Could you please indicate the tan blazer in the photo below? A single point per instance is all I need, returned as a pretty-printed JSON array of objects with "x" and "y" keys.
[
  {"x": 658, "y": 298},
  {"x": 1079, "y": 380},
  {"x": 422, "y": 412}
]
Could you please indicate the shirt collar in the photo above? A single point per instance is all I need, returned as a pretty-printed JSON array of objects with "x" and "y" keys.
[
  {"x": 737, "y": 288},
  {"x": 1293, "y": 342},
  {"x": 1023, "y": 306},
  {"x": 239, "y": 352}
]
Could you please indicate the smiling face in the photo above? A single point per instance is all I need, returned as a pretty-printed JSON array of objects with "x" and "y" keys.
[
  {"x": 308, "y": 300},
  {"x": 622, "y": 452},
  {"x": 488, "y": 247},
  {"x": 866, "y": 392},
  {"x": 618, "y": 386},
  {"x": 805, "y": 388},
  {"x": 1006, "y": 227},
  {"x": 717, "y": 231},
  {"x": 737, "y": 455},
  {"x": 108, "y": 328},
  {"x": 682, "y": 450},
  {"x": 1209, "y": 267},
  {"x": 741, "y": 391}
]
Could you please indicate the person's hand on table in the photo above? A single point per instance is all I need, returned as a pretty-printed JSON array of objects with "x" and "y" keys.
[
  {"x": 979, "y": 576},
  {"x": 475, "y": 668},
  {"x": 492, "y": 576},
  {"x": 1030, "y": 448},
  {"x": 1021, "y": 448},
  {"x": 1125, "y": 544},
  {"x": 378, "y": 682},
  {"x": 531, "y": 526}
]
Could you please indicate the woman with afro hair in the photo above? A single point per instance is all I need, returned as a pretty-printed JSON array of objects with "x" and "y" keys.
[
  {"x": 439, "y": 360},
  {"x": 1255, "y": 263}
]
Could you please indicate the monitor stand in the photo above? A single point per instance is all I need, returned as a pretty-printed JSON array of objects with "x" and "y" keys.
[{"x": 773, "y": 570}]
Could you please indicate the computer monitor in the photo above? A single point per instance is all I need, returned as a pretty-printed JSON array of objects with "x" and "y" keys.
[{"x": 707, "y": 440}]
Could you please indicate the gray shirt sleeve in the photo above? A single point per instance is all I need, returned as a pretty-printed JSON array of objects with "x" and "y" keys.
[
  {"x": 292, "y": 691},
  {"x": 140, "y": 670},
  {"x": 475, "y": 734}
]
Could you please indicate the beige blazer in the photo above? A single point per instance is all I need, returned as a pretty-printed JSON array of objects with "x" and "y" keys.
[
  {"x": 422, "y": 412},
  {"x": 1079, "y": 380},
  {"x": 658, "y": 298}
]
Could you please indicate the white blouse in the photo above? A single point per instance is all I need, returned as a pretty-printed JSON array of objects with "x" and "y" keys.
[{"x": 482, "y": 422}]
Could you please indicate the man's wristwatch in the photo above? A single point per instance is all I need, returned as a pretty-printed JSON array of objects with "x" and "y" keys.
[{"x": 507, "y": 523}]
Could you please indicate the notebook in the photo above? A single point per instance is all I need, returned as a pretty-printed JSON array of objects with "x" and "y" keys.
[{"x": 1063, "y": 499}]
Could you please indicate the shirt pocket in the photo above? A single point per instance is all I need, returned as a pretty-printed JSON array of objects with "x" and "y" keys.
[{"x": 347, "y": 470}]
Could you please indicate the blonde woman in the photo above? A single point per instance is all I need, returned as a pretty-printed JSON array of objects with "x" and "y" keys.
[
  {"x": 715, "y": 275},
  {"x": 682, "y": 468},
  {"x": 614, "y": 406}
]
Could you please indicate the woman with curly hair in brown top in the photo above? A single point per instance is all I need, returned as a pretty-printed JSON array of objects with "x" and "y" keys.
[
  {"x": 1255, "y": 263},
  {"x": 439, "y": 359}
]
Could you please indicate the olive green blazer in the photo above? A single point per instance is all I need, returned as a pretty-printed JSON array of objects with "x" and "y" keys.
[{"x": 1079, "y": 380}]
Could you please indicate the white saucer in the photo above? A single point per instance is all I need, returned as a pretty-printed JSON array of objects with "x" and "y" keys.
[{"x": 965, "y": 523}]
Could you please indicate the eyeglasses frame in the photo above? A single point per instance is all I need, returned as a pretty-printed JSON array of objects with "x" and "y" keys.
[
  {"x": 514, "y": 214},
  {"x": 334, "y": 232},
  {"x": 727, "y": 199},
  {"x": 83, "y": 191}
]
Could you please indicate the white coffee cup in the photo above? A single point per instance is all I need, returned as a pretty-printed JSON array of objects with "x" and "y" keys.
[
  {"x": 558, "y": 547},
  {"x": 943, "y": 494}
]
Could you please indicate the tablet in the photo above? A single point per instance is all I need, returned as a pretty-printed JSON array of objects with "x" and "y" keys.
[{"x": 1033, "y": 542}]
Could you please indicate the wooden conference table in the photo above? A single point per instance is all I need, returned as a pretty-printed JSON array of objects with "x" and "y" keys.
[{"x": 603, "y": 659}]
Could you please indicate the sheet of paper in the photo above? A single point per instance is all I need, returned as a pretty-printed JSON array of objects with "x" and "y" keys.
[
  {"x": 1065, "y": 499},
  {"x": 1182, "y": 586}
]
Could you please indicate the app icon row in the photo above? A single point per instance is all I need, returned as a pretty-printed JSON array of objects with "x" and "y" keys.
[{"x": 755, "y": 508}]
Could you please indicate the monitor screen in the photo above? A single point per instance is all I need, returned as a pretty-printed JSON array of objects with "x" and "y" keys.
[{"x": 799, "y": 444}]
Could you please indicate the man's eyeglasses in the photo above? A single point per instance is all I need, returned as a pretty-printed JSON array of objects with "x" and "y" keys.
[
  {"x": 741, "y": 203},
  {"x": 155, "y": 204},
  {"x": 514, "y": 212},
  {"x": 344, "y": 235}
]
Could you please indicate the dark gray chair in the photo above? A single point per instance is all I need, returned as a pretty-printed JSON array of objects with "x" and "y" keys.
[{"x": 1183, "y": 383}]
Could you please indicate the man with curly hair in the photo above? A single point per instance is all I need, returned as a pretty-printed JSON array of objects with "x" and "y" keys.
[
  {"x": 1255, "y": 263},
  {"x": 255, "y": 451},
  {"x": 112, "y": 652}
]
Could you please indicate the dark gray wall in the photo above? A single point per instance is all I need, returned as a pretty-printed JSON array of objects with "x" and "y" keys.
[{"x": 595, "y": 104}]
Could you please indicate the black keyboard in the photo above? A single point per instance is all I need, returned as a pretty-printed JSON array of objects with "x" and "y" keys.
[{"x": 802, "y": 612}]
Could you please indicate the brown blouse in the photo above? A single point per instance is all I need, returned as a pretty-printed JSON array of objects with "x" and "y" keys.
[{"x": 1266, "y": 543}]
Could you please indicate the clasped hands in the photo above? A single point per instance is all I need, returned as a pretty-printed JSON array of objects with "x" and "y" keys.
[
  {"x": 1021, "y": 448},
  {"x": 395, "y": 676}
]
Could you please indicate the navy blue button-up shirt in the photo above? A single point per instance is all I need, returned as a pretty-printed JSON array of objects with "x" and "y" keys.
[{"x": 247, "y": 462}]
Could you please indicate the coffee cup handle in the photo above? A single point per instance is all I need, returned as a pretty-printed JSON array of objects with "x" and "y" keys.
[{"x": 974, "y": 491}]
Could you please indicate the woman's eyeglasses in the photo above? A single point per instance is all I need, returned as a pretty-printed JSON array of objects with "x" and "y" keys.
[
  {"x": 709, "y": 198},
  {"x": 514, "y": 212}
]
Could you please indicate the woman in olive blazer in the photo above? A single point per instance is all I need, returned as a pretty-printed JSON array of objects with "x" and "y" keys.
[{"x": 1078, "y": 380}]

[Task details] Your task is to retype the complete material exactly as it was given.

[Response to this task]
Could you please indicate the tan blazer in the photo below? A single point per instance is all I need, returned as a pretty-printed JSON array of objects with "x" and "y" keys.
[
  {"x": 658, "y": 298},
  {"x": 1079, "y": 380},
  {"x": 422, "y": 412}
]
Could you please indicate the shirt collar in the photo above? A single point per instance is all I need, returned as a pretty-printed JSON array of objects with "x" and "y" keys.
[
  {"x": 737, "y": 288},
  {"x": 1293, "y": 342},
  {"x": 1023, "y": 306},
  {"x": 239, "y": 352}
]
Could you please indicate the smiling face in the photo above? A single point per instance is all I need, returned as a pretty-printed JSON array of objects with "x" and "y" keys.
[
  {"x": 308, "y": 300},
  {"x": 622, "y": 452},
  {"x": 488, "y": 247},
  {"x": 866, "y": 392},
  {"x": 618, "y": 386},
  {"x": 805, "y": 388},
  {"x": 1006, "y": 227},
  {"x": 717, "y": 231},
  {"x": 737, "y": 455},
  {"x": 108, "y": 328},
  {"x": 682, "y": 450},
  {"x": 1209, "y": 267},
  {"x": 741, "y": 391}
]
Could you please indicate the person's hand on table in the photo above? A single point per instance is all I need, returned as a pretty-printed JSON array of objects with "x" and "y" keys.
[
  {"x": 979, "y": 576},
  {"x": 475, "y": 668},
  {"x": 492, "y": 576},
  {"x": 1030, "y": 448},
  {"x": 1021, "y": 448},
  {"x": 1125, "y": 544},
  {"x": 378, "y": 682},
  {"x": 531, "y": 526}
]
Could you please indicate the woman with afro hair in the photo above? A single point per instance is all I need, returned as a pretty-printed JSON array of objects with "x" and "y" keys.
[
  {"x": 439, "y": 360},
  {"x": 1255, "y": 263}
]
Could you please indicate the monitor stand in the photo above? A single point per instance is all I need, returned as a pretty-printed JSON array of objects with "x" and "y" keys.
[{"x": 773, "y": 570}]
Could you please indicate the computer monitor in the photo above? A single point per instance is all I need, returned as a pretty-printed JSON array of objects with "x" and "y" keys.
[{"x": 707, "y": 440}]
Could you please indicate the gray shirt sleeve in the photo above? A single point per instance is all I need, returned as a pretty-printed JSON array of objects with "x" and "y" keys.
[
  {"x": 292, "y": 691},
  {"x": 140, "y": 670},
  {"x": 475, "y": 734}
]
Could you please indicate the beige blazer in the photo above? A single point per instance is all I need, returned as a pretty-printed JSON array of objects with "x" and "y" keys.
[
  {"x": 422, "y": 412},
  {"x": 1079, "y": 380},
  {"x": 658, "y": 298}
]
Could you please indicate the white blouse in the photo above? A single point per instance is all I need, returned as a pretty-printed JSON array of objects with "x" and "y" keys.
[{"x": 482, "y": 422}]
Could you please indicate the man's wristwatch in the photo above? A single point per instance is all I need, returned as a pretty-printed JSON array of objects with "x" and "y" keys.
[{"x": 507, "y": 523}]
Could you please indicate the notebook in the photo above? A single point per instance is all I need, returned as a pretty-printed JSON array of objects with "x" and "y" keys.
[{"x": 1063, "y": 499}]
Could you please indicate the shirt pocket in the photo above? A single point per instance is all I need, returned as a pretty-printed JSON array of objects with "x" and "y" keys.
[{"x": 347, "y": 470}]
Could you please indicate the blonde woman in the photo above? A single point per instance is all I need, returned as a pretty-printed JSON array of objects with "x" and "y" keys.
[
  {"x": 715, "y": 275},
  {"x": 682, "y": 468},
  {"x": 614, "y": 406}
]
Could you please indicate the woman with curly hair in brown top in the photo above? A single point per instance is all I need, returned as a pretty-printed JSON array of objects with "x" and "y" keys.
[
  {"x": 1255, "y": 263},
  {"x": 439, "y": 359}
]
Could you please indicate the olive green blazer in the photo above? A single point per instance is all I need, returned as a pretty-printed JSON array of objects with "x" and "y" keys.
[{"x": 1079, "y": 380}]
Could you please indicate the white saucer in the photo above? A single point per instance is all I need, returned as a pretty-printed JSON array of objects with "x" and "y" keys.
[{"x": 965, "y": 523}]
Could you please indicate the eyeglasses frame in the photo above? A single point per instance is all I need, returned as a pretty-printed JSON array of objects with "x" and "y" keys.
[
  {"x": 514, "y": 214},
  {"x": 334, "y": 232},
  {"x": 727, "y": 199},
  {"x": 83, "y": 191}
]
Could you please indicate the white coffee cup in the photo above? A single point per instance is all I need, returned as a pretty-printed JSON array of objects with "x" and "y" keys.
[
  {"x": 558, "y": 547},
  {"x": 943, "y": 494}
]
Could you please indicate the tablet in the photo above? A single point per instance is all I need, returned as a pretty-printed JSON array of objects with "x" and "y" keys.
[{"x": 1033, "y": 542}]
Could you please indicate the wooden conference table in the photo above? A single point per instance is all I need, returned as a pretty-printed JSON array of objects with "x" and "y" keys.
[{"x": 603, "y": 659}]
Could you please indicate the sheet of paper in the photo above? A single point per instance is all I need, returned as a pretty-printed JSON array of objects with "x" and "y" keys.
[
  {"x": 1065, "y": 499},
  {"x": 1182, "y": 586}
]
Could you please indicate the app icon row in the photo above? A single point per instance is all I need, returned as a pretty-printed JSON array of objects with "x" and "y" keys.
[{"x": 755, "y": 508}]
Could you please indicate the monitor screen in the photo above? A single point per instance is all I need, returned as a pretty-printed JSON array of objects with "x" and "y" keys.
[{"x": 799, "y": 444}]
Could you please indicate the man's eyeglasses in the photo above? A single point per instance is all I need, returned as a pretty-printed JSON array of objects with "x" and "y" keys.
[
  {"x": 741, "y": 203},
  {"x": 155, "y": 204},
  {"x": 514, "y": 212},
  {"x": 344, "y": 235}
]
Could you please indicate the dark gray chair in the photo above? A single point per instance is all I need, returned as a pretty-printed JSON array of objects with "x" and "y" keys.
[{"x": 1183, "y": 383}]
Could you please indicate the man with curly hair in the photo above? A single point per instance is all I need, returned as a pretty-printed JSON array of objects with "x" and "y" keys.
[
  {"x": 1255, "y": 263},
  {"x": 255, "y": 451},
  {"x": 112, "y": 652}
]
Could you please indicate the dark gray wall in the photo above? A single point per instance is all I need, returned as a pretty-printed JSON array of objects with "x" and "y" keys.
[{"x": 595, "y": 104}]
Could you please indicate the black keyboard in the photo above? A single point per instance is all I need, returned as a pretty-printed JSON array of objects with "x" and "y" keys.
[{"x": 802, "y": 612}]
Could you please indicate the brown blouse in the photo above? A single point per instance is all I need, returned as a pretty-printed JSON array of objects with "x" and "y" keys.
[{"x": 1266, "y": 543}]
Could you please indicate the clasped hands in the photo above? A single point per instance is all I need, returned as a pretty-printed JSON array of objects with "x" and "y" keys.
[
  {"x": 1021, "y": 448},
  {"x": 395, "y": 676}
]
Could you please indicate the navy blue button-up shirt in the photo above? A single point per instance is all I need, returned as a pretty-printed JSON array of objects with "x" and "y" keys.
[{"x": 247, "y": 462}]
Could you please indicate the coffee cup handle in the photo above? A single point per instance is all I need, returned as a pretty-printed JSON array of objects with "x" and "y" keys.
[{"x": 974, "y": 491}]
Could you please indicate the woman's eyeglasses in the photo above? A single point per instance is all I need, returned as a pretty-printed JSON array of objects with "x" and "y" keys.
[
  {"x": 709, "y": 198},
  {"x": 514, "y": 212}
]
Could you please indicate the woman in olive blazer in the photo above? A single point per instance is all I need, returned as a pretty-printed JSON array of objects with "x" and "y" keys.
[{"x": 1078, "y": 380}]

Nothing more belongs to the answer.